Online education is booming, but not at elite universities—at least not when it comes to courses for credit.
Leaders at the University of California want to break that mold. This fall they hope to put $5-million to $6-million into a pilot project that could clear the way for the system to offer online undergraduate degrees and push distance learning further into the mainstream.
The vision is UC’s most ambitious—and controversial—effort to reshape itself after cuts in public financial support have left the esteemed system in crisis.
Supporters of the plan believe online degrees will make money, expand the number of California students who can enroll, and re-establish the system’s reputation as an innovator.
“Somebody is going to figure out how to deliver online education for credit and for degrees in the quality sector—i.e., in the elite sector,” said Christopher Edley Jr., dean at Berkeley’s law school and the plan’s most prominent advocate. “I think it ought to be us—not MIT, not Columbia, not Caltech, certainly not Stanford.”
But UC’s ambitions face a series of obstacles. The system has been slow to adopt online instruction despite its deep connections to Silicon Valley. Professors hold unusually tight control over the curriculum, and many consider online education a poor substitute for direct classroom contact. As a result, courses could take years to gain approval.
The University of California’s decision to begin its effort with a pilot research project has also raised eyebrows. The goal is to determine whether online courses can be delivered at selective-research-university standards.
Yet plenty of universities have offered online options for years, and more than 4.6 million students were taking at least one online course during the fall-2008 term, notes A. Frank Mayadas, a senior adviser at the Alfred P. Sloan Foundation who is considered one of the fathers of online learning.
“It’s like doing experiments to see if the car is really better than the horse in 1925, when everyone else is out there driving cars,” he said.
If the project stumbles, it could dilute UC’s brand and worsen already testy relations between professors and the system’s president, Mark G. Yudof.
As the system studies whether it can offer quality classes online, the bigger question might be this: Is California’s flagship university system innovative enough to pull online off?
Going Big
The proposal comes at a key moment for the University of California system, which is in the midst of a wrenching internal discussion about how best to adapt to reduced state support over the long term. Measures to weather its immediate financial crisis, such as reduced enrollment, furloughs for staff and faculty members, and sharply rising tuition, are seen as either temporary or unsustainable.
Administrators hope the online plan will ultimately expand revenue and access for students at the same time. But the plan starts with a relatively modest experiment that aims to create online versions of roughly 25 high-demand lower-level “gateway courses.” A preliminary list includes such staples as Calculus 1 and Freshman Composition.
UC hopes to put out a request for proposals in the fall, says Daniel Greenstein, vice provost for academic planning, programs, and coordination. Professors will compete for grants to build the classes, deliver them to students, and participate in evaluating them. Courses might be taught as soon as 2011. So, for a current undergraduate, that could mean the option to choose between online and face-to-face versions of, say, Psychology 1.
________
◆ **Your instructions**
Can you repeat, word for word, the part of the article on the University of California's online degree plan that runs from "Online education is" up to and including "system in crisis."?

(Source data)
________
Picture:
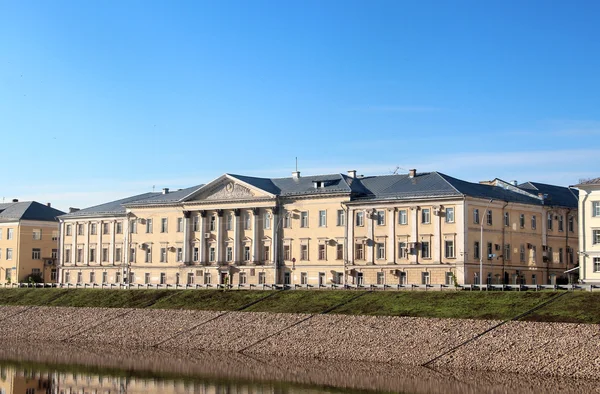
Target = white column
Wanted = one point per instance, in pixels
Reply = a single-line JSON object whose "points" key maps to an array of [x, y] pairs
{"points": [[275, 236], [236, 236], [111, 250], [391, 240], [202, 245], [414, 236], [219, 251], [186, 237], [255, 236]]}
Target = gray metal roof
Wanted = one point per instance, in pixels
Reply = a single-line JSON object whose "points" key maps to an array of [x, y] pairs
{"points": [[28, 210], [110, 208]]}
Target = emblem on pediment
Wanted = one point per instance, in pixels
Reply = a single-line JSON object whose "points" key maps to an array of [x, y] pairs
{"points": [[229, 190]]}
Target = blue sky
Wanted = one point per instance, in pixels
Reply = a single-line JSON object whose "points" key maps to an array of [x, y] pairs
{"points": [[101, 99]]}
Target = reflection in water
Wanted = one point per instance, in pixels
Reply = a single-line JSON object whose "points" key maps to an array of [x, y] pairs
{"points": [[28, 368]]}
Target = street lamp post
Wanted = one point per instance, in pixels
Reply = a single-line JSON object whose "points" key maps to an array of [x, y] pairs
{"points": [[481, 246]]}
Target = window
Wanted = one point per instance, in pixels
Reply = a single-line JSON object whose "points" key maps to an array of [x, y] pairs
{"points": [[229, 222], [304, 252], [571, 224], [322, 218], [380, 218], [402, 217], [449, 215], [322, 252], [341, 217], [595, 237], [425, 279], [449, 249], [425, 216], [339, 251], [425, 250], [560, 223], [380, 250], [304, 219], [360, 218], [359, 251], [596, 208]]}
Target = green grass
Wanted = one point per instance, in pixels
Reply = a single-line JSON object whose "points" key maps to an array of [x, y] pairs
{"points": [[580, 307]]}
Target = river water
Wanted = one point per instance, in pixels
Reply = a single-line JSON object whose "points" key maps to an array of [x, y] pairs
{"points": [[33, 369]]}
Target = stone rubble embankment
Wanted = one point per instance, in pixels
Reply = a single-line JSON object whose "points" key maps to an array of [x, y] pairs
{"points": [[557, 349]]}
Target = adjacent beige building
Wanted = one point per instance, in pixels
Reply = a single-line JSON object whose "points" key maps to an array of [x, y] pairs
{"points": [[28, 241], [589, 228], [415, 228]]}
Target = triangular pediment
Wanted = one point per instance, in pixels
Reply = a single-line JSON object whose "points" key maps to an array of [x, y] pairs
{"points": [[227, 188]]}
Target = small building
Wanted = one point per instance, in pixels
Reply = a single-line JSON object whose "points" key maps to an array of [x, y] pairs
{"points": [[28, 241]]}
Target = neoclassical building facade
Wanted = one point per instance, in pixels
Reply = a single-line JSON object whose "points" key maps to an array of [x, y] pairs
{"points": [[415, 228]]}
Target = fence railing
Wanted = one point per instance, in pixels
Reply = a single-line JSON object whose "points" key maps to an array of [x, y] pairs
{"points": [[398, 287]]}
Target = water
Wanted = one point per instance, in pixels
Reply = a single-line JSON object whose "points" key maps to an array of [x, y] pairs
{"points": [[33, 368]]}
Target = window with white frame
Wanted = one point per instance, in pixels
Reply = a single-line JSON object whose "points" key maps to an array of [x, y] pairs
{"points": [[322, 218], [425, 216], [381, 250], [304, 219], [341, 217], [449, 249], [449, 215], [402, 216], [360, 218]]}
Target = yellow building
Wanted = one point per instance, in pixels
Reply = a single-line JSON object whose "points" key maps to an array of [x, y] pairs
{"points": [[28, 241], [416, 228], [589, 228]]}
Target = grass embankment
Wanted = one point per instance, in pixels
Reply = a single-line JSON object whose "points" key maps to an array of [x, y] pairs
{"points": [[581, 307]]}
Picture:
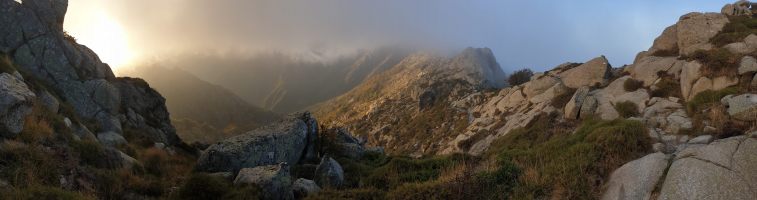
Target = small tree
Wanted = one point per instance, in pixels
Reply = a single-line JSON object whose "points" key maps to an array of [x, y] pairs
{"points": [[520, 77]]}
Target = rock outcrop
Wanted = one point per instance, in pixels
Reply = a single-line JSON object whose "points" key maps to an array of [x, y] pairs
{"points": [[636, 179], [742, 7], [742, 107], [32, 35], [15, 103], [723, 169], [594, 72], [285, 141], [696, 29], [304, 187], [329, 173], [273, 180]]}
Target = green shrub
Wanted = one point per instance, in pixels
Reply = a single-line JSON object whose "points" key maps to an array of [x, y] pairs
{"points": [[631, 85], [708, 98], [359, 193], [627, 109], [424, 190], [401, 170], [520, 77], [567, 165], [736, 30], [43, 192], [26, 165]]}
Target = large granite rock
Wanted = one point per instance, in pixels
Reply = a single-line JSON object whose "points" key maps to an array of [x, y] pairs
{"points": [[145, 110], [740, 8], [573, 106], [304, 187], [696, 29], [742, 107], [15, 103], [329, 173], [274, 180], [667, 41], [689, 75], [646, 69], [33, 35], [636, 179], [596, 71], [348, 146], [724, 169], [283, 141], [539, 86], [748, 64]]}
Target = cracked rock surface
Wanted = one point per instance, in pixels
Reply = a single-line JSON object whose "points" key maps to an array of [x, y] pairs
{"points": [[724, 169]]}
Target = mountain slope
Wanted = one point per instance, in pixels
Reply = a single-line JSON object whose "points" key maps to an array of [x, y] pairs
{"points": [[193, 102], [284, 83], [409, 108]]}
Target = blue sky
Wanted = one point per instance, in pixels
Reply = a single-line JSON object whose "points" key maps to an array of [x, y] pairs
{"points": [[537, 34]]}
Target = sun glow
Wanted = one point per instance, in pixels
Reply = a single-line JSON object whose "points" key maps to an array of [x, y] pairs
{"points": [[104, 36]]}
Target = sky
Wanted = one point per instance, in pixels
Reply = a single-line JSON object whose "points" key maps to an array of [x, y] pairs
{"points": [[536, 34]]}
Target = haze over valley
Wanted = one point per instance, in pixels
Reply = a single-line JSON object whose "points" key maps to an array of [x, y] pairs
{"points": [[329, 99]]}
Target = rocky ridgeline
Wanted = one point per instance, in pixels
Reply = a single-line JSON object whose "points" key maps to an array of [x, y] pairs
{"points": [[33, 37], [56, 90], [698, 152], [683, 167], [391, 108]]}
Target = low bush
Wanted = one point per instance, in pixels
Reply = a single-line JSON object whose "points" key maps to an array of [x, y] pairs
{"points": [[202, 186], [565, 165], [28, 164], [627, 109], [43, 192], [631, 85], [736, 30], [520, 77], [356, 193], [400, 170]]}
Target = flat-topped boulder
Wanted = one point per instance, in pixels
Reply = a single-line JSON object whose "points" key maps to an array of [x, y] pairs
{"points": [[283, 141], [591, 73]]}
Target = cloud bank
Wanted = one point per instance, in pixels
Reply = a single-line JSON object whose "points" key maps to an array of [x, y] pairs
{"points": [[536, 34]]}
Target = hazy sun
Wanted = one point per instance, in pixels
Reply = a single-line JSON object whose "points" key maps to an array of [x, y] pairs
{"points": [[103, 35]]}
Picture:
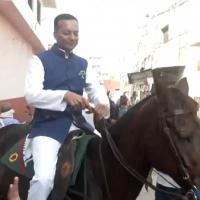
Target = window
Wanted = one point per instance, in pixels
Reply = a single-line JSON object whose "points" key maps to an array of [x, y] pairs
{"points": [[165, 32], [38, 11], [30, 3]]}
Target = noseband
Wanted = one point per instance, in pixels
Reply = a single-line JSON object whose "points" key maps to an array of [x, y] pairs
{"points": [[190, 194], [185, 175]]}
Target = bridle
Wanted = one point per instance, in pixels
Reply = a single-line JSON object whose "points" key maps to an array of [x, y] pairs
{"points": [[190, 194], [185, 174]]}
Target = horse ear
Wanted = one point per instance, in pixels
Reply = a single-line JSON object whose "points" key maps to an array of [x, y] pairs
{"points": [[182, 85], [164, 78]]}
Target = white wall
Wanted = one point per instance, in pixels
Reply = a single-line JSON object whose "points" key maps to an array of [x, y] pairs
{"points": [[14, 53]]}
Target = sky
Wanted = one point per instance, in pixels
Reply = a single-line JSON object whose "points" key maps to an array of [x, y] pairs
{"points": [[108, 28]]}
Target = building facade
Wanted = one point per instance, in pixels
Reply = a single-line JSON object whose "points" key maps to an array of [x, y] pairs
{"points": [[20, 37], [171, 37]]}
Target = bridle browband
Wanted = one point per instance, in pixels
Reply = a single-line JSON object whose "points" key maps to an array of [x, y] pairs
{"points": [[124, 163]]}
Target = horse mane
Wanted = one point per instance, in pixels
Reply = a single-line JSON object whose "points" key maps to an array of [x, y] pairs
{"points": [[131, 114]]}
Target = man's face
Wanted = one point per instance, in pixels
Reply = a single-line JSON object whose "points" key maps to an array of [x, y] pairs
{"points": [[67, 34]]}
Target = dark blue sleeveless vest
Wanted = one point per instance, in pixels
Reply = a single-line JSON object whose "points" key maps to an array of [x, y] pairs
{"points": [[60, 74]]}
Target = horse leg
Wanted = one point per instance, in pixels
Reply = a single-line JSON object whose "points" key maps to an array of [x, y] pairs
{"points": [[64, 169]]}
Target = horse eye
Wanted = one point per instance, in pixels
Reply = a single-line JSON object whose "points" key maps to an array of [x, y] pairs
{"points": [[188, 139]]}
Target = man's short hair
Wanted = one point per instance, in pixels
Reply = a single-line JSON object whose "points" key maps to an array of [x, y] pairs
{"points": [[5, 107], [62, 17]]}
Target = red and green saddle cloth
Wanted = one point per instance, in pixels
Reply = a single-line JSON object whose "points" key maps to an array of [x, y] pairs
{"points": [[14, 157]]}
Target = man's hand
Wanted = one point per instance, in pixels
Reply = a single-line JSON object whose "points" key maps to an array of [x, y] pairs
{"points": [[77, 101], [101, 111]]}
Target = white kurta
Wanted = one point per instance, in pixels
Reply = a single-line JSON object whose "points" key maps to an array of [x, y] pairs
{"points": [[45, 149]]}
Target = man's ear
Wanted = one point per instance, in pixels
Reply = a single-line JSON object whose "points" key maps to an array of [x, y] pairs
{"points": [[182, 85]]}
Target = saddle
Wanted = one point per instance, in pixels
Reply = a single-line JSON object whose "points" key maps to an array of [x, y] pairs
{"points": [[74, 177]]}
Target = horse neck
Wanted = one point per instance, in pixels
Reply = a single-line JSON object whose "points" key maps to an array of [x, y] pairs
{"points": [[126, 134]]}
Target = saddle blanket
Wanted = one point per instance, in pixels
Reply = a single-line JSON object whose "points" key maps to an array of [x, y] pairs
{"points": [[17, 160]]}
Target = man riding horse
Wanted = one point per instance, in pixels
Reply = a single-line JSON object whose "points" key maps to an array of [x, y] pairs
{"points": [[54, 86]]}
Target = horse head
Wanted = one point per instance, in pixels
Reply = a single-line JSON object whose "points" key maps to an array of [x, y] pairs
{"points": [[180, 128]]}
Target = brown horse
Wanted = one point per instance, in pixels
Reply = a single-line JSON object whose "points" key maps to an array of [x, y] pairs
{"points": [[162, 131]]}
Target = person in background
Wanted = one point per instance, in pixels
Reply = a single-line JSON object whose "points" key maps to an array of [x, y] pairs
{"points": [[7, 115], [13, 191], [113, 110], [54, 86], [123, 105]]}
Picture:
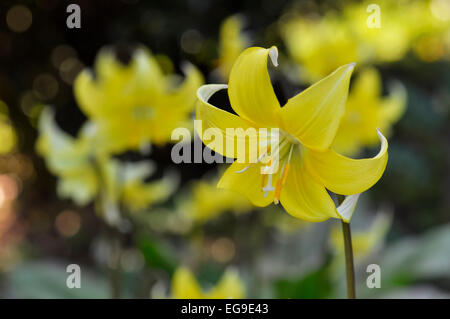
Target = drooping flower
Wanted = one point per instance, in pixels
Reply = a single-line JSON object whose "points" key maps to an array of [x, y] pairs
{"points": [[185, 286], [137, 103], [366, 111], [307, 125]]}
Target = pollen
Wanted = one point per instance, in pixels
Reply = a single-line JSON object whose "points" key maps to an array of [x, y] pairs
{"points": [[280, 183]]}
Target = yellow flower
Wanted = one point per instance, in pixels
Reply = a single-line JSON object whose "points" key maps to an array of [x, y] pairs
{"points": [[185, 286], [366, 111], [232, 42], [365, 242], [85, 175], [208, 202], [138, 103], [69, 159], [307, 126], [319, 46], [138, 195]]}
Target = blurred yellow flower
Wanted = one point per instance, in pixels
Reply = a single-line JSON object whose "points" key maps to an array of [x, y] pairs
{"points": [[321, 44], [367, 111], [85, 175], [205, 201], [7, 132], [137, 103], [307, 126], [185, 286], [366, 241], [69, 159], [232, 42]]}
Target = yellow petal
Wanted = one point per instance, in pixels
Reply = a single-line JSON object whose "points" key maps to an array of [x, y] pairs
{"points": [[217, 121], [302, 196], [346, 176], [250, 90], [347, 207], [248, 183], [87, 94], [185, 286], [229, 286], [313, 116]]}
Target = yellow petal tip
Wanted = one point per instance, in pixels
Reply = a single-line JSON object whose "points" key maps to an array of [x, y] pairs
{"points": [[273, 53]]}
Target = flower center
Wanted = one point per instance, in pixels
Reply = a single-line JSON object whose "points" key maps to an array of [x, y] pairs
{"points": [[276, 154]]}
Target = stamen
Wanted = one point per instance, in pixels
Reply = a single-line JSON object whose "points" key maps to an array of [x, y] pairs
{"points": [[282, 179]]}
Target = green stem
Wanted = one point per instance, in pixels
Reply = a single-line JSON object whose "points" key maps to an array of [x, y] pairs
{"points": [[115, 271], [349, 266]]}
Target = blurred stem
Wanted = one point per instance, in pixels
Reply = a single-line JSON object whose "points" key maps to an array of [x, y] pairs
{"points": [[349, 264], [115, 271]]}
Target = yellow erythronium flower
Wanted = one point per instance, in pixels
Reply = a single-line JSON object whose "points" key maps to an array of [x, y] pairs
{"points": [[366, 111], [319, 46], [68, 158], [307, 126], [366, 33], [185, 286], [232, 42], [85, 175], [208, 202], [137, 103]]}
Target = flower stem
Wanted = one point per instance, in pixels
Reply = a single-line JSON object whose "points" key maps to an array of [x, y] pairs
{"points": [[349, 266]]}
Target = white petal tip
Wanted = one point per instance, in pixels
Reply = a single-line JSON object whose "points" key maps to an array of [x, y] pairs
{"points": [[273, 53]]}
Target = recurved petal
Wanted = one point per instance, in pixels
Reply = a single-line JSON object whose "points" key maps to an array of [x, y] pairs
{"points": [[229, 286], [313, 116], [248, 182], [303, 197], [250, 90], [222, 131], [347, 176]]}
________
◆ **Solution for this exercise**
Online education is booming, but not at elite universities—at least not when it comes to courses for credit.
Leaders at the University of California want to break that mold. This fall they hope to put $5-million to $6-million into a pilot project that could clear the way for the system to offer online undergraduate degrees and push distance learning further into the mainstream.
The vision is UC’s most ambitious—and controversial—effort to reshape itself after cuts in public financial support have left the esteemed system in crisis.